>> Begin RECORDS FOR THE TASK

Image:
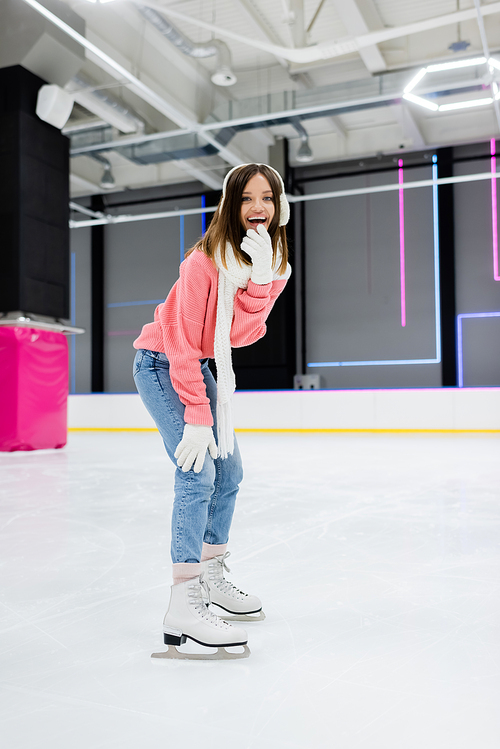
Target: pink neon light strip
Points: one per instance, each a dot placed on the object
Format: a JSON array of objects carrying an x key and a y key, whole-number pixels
[
  {"x": 494, "y": 209},
  {"x": 402, "y": 244}
]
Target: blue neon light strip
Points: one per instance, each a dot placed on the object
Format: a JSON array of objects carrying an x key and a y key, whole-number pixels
[
  {"x": 460, "y": 358},
  {"x": 72, "y": 387},
  {"x": 203, "y": 217},
  {"x": 437, "y": 300}
]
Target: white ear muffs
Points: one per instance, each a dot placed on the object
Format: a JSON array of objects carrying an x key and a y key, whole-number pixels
[{"x": 284, "y": 205}]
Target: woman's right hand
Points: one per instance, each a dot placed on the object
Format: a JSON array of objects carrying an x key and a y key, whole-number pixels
[
  {"x": 192, "y": 448},
  {"x": 257, "y": 244}
]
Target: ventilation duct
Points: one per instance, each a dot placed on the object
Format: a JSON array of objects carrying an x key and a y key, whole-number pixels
[
  {"x": 27, "y": 39},
  {"x": 105, "y": 106},
  {"x": 223, "y": 75},
  {"x": 170, "y": 149}
]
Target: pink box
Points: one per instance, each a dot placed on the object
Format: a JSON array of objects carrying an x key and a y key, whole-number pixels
[{"x": 33, "y": 389}]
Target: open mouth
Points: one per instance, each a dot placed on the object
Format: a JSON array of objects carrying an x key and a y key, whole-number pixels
[{"x": 256, "y": 220}]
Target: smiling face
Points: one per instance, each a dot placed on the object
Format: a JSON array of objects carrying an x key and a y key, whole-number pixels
[{"x": 257, "y": 203}]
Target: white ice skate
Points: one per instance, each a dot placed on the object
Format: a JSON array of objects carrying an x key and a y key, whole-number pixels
[
  {"x": 235, "y": 605},
  {"x": 188, "y": 617}
]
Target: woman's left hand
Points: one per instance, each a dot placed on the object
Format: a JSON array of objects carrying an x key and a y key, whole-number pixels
[{"x": 258, "y": 245}]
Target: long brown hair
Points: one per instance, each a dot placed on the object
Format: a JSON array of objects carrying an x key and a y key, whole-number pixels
[{"x": 226, "y": 223}]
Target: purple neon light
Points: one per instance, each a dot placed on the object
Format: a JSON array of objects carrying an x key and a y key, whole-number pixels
[
  {"x": 402, "y": 243},
  {"x": 460, "y": 347},
  {"x": 494, "y": 209}
]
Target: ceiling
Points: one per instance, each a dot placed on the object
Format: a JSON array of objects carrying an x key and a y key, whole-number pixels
[{"x": 327, "y": 73}]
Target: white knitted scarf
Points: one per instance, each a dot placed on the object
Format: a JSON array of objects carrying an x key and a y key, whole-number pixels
[{"x": 232, "y": 278}]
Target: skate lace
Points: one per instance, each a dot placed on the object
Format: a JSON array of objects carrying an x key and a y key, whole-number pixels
[
  {"x": 199, "y": 599},
  {"x": 216, "y": 567}
]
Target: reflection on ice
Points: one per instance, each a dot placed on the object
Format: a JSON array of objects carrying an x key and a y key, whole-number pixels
[{"x": 377, "y": 559}]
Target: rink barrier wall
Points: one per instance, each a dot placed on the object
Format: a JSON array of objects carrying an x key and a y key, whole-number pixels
[{"x": 411, "y": 410}]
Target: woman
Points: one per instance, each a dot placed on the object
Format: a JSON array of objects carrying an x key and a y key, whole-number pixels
[{"x": 228, "y": 284}]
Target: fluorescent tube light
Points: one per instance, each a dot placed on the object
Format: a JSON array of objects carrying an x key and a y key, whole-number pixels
[
  {"x": 421, "y": 102},
  {"x": 456, "y": 64},
  {"x": 415, "y": 80},
  {"x": 465, "y": 104}
]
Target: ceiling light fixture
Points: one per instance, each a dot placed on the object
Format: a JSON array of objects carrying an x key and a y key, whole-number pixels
[
  {"x": 465, "y": 104},
  {"x": 304, "y": 154},
  {"x": 107, "y": 180},
  {"x": 422, "y": 102},
  {"x": 439, "y": 67}
]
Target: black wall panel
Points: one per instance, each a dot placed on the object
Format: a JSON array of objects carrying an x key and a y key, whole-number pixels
[{"x": 34, "y": 203}]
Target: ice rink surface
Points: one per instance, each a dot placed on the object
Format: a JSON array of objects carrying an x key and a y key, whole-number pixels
[{"x": 377, "y": 558}]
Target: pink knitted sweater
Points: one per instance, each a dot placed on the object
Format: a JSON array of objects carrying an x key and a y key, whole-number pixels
[{"x": 184, "y": 328}]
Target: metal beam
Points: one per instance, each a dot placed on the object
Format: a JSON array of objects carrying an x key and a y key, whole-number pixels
[
  {"x": 331, "y": 49},
  {"x": 136, "y": 85},
  {"x": 355, "y": 24}
]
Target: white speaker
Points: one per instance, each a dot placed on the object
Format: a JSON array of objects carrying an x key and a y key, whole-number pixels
[{"x": 54, "y": 105}]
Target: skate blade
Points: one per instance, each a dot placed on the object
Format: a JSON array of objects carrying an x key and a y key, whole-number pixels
[
  {"x": 259, "y": 616},
  {"x": 221, "y": 654}
]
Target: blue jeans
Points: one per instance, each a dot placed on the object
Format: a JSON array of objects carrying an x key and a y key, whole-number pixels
[{"x": 203, "y": 502}]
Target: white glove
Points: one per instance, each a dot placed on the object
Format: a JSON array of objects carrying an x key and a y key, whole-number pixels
[
  {"x": 258, "y": 245},
  {"x": 193, "y": 447}
]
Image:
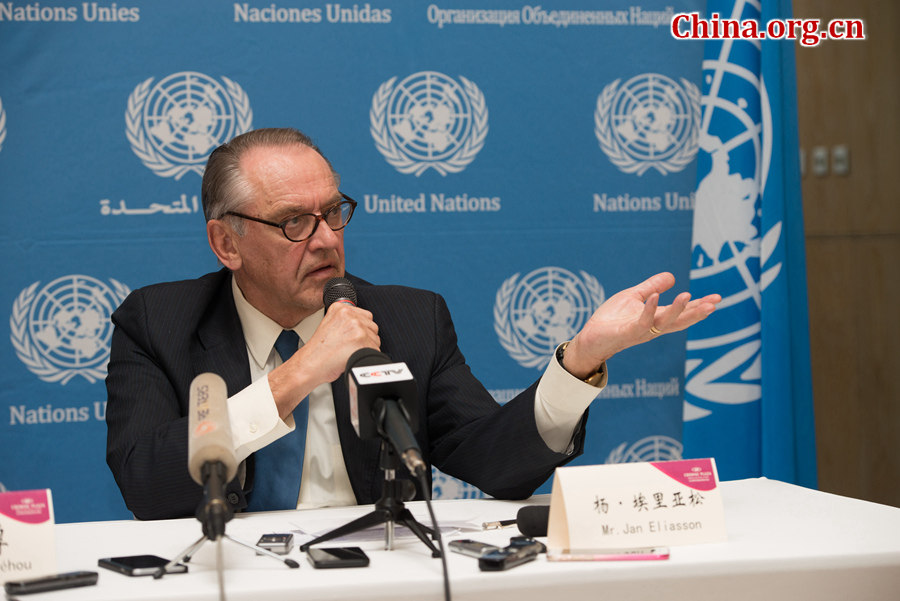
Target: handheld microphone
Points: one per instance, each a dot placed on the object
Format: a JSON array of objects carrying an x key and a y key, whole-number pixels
[
  {"x": 533, "y": 520},
  {"x": 211, "y": 460},
  {"x": 338, "y": 290},
  {"x": 382, "y": 403}
]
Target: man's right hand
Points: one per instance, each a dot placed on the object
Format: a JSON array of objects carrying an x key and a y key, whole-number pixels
[{"x": 323, "y": 358}]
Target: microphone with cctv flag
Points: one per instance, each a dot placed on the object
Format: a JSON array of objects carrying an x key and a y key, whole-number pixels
[
  {"x": 211, "y": 460},
  {"x": 338, "y": 290},
  {"x": 383, "y": 403}
]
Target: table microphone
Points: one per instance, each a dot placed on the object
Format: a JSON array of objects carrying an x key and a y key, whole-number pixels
[
  {"x": 211, "y": 460},
  {"x": 532, "y": 520}
]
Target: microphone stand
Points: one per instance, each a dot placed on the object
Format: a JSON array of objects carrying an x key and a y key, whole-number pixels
[
  {"x": 389, "y": 509},
  {"x": 213, "y": 514}
]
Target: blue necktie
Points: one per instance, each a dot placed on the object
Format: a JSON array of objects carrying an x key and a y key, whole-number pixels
[{"x": 276, "y": 481}]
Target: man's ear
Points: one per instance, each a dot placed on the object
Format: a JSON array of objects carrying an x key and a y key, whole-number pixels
[{"x": 223, "y": 241}]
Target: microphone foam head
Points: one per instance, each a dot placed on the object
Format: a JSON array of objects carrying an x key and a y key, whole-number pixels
[
  {"x": 532, "y": 520},
  {"x": 337, "y": 289}
]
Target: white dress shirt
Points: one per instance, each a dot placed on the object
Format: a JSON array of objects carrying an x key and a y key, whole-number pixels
[{"x": 560, "y": 401}]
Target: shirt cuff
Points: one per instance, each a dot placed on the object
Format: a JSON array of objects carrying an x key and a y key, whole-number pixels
[
  {"x": 254, "y": 419},
  {"x": 560, "y": 401}
]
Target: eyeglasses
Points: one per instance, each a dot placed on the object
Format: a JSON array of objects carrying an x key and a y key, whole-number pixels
[{"x": 300, "y": 227}]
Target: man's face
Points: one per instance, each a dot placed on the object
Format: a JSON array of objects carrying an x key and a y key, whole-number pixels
[{"x": 284, "y": 279}]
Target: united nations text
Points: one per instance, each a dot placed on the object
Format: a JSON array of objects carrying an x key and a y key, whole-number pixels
[
  {"x": 627, "y": 203},
  {"x": 434, "y": 203},
  {"x": 91, "y": 12}
]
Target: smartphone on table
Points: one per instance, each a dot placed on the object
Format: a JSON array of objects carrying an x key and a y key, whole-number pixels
[
  {"x": 140, "y": 565},
  {"x": 337, "y": 557},
  {"x": 53, "y": 582}
]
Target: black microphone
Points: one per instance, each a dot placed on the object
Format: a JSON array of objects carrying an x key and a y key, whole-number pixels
[
  {"x": 383, "y": 403},
  {"x": 338, "y": 290},
  {"x": 532, "y": 520},
  {"x": 211, "y": 460}
]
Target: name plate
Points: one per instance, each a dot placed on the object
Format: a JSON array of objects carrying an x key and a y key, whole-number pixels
[
  {"x": 626, "y": 505},
  {"x": 27, "y": 544}
]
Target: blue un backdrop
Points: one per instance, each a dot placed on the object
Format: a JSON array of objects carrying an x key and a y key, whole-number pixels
[{"x": 524, "y": 162}]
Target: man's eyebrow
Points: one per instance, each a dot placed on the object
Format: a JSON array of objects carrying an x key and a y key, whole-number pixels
[{"x": 289, "y": 212}]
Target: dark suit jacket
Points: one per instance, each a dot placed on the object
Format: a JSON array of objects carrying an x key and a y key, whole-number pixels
[{"x": 167, "y": 334}]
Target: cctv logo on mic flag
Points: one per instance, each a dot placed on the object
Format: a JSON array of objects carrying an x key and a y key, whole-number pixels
[{"x": 379, "y": 374}]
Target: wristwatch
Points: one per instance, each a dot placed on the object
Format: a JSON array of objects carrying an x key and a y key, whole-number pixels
[{"x": 593, "y": 379}]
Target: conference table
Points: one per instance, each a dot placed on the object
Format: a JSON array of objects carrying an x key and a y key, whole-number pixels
[{"x": 784, "y": 542}]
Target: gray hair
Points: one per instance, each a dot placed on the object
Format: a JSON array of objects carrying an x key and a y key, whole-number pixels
[{"x": 225, "y": 188}]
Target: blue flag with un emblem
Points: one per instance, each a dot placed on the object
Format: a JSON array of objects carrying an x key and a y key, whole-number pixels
[{"x": 748, "y": 392}]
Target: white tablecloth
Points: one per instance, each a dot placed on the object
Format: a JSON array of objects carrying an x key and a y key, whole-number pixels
[{"x": 784, "y": 542}]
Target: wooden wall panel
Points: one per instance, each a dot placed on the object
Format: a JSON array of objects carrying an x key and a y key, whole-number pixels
[{"x": 849, "y": 93}]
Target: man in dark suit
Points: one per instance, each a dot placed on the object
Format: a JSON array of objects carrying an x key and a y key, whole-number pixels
[{"x": 275, "y": 219}]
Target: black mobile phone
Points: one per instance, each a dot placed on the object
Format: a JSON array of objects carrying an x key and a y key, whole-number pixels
[
  {"x": 472, "y": 548},
  {"x": 276, "y": 543},
  {"x": 50, "y": 583},
  {"x": 521, "y": 549},
  {"x": 139, "y": 565},
  {"x": 337, "y": 557}
]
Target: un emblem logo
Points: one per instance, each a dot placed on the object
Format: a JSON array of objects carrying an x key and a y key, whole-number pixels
[
  {"x": 428, "y": 120},
  {"x": 649, "y": 122},
  {"x": 173, "y": 126},
  {"x": 651, "y": 448},
  {"x": 447, "y": 487},
  {"x": 2, "y": 124},
  {"x": 532, "y": 315},
  {"x": 63, "y": 330},
  {"x": 731, "y": 254}
]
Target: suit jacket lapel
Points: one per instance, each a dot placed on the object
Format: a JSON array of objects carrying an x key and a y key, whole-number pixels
[{"x": 221, "y": 348}]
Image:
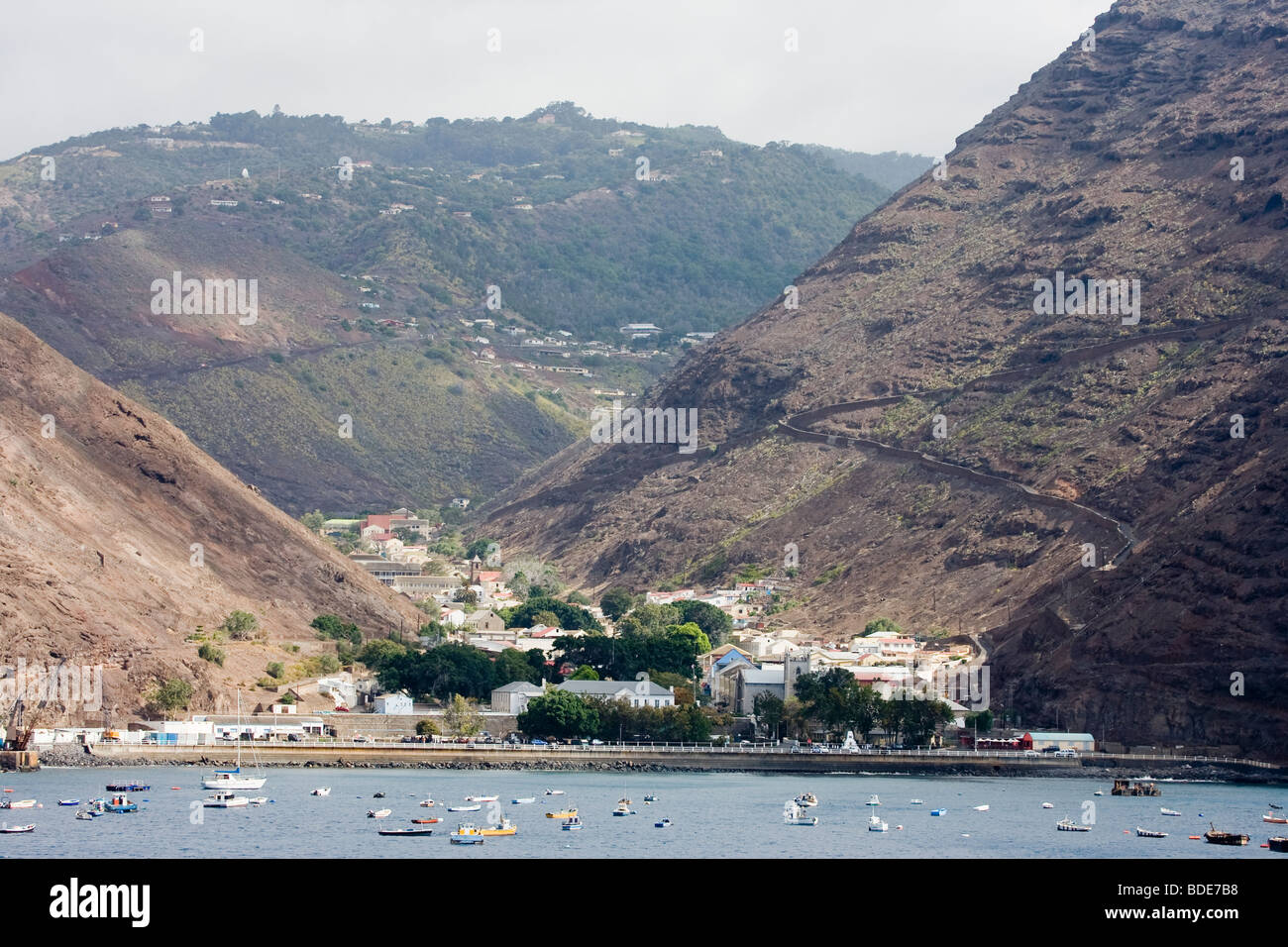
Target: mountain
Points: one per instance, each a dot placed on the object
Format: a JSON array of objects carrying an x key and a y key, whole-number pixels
[
  {"x": 939, "y": 442},
  {"x": 375, "y": 248},
  {"x": 98, "y": 525}
]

>> End RECORDS FOR THE TASK

▶ _PROBLEM REQUIREMENTS_
Quote verbatim every line starting at the line that contains "Target: wooden wall panel" and ending with the last line of the records; omit all pictures.

▶ _ANSWER TO THIS TASK_
Target: wooden wall panel
Points: one per instance, each a dot placed on the object
Format: a JSON array of objects carrying an x key and a y key, whole-number pixels
[{"x": 849, "y": 93}]
Target: man in dark suit
Points: one per instance, each a dot placed on the object
Format: a JSON array of objects carrying an x key and a y key, whole-number pixels
[{"x": 275, "y": 219}]
Target: black mobile phone
Points: one per instance, each a dot placed on the object
Format: a JSON array of objects carrying an x key and a y key, whole-number pixels
[
  {"x": 472, "y": 548},
  {"x": 276, "y": 543},
  {"x": 50, "y": 583},
  {"x": 521, "y": 549},
  {"x": 139, "y": 565},
  {"x": 337, "y": 557}
]
Target: un emblem logo
Points: one per instance, each a dot placed on the object
Format: a JSON array of objects carrying an x key and a y key, whole-number pixels
[
  {"x": 428, "y": 120},
  {"x": 649, "y": 122},
  {"x": 173, "y": 126},
  {"x": 651, "y": 448},
  {"x": 447, "y": 487},
  {"x": 2, "y": 124},
  {"x": 532, "y": 315},
  {"x": 63, "y": 330},
  {"x": 731, "y": 254}
]
Target: suit jacket lapel
Points: one per instance, each a dot placed on the object
Format: a JSON array of objects carrying an x key and a y key, whole-number pixels
[{"x": 221, "y": 348}]
Image:
Target: mountain
Points: one per instance, each a dot placed on the object
Format: a JSON array of objects carrying an x key and a y key, whole-number pixels
[
  {"x": 939, "y": 442},
  {"x": 375, "y": 248},
  {"x": 98, "y": 525}
]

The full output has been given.